• _To do_: Here are some records. Copy each one exactly.

Object pointing dataset rows:

···

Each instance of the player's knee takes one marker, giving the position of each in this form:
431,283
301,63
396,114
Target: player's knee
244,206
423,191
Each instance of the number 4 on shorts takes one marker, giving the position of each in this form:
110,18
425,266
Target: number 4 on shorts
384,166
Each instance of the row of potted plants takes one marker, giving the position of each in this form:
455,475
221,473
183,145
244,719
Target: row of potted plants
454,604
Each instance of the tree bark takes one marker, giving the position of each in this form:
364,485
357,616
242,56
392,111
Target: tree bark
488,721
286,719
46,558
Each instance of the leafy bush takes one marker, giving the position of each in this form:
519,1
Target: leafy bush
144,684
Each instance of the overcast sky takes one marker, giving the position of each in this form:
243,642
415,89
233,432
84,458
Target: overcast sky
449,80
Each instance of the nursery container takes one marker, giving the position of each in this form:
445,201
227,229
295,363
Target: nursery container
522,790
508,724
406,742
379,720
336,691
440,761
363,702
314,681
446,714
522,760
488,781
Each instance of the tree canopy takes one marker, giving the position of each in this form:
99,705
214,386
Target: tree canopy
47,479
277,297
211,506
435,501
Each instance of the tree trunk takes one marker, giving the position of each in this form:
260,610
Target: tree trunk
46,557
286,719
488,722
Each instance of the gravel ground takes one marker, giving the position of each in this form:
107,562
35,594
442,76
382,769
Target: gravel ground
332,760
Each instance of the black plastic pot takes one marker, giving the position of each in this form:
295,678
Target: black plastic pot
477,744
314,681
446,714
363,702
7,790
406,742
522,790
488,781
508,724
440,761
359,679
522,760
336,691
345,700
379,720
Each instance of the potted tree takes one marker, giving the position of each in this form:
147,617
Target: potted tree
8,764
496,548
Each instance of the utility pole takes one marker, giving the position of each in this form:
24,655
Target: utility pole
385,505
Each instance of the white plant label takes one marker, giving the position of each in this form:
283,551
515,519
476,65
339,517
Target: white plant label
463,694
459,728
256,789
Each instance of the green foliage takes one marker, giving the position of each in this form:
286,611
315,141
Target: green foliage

···

• _Response to this exercise_:
Each instance of the player's knee takes one marker, giving the position of each in this form:
431,283
301,63
396,114
Target: player's knee
244,206
423,191
Each instance of the number 4 on shorts takes one marker, giving the position of each in this form:
110,18
425,266
Target: number 4 on shorts
384,166
Each instance of the row of potted plants takes one marker, giving the position of each in this form:
455,475
221,473
183,145
244,719
Target: row of potted plants
454,604
Each instance of the tree bark takes one marker, giving the position of each in this form:
364,485
357,616
242,56
392,111
Target: tree bark
488,721
286,719
46,558
Each instance of the leafy bush takes one marker, giving the position of each in this form:
519,1
Target: leafy bush
144,684
Each instance of the overcast sky takes one marker, giving the position of each in this form:
243,642
415,89
233,432
84,458
Target: overcast sky
449,80
Each instance of the nursery container takes one marker, giving the position of each in this form:
445,201
227,229
295,363
Target: nursery container
522,790
508,724
406,742
379,720
336,691
440,761
363,702
314,681
446,714
522,760
488,781
Each instance of the tree canopy takes one marker, giving the position of each in this form:
99,705
214,386
Target: tree canopy
47,479
277,297
211,506
435,501
Each instance of the tree trunk takes one marker, giving the position of each in this form:
260,610
Target: tree trunk
46,557
286,719
488,722
Each instance of the gravel ground takes one marker, giving the position of each in this form:
107,562
35,594
442,76
382,769
Target: gravel ground
332,760
Each instance of the black plastic pot takes one marker, giving the position of each in this form:
295,678
Target: black plastic pot
477,744
314,681
446,714
363,702
7,790
406,742
522,790
488,781
508,724
440,761
359,679
522,760
336,691
345,700
379,720
Each instance of the potted tree takes one marker, giving the position of each in this form:
147,617
Target: potted tree
8,764
496,548
Each instance of the utility pole takes one marker, giving the position of each in this form:
24,655
Target: utility pole
385,505
Each instance of the white plant label takes one marker, giving the position of each in this form:
283,551
515,519
476,65
339,517
Target: white plant label
463,694
459,728
256,789
Each instance of the green foliage takes one marker, giving the position of each in this form:
286,611
315,141
Target: green foliage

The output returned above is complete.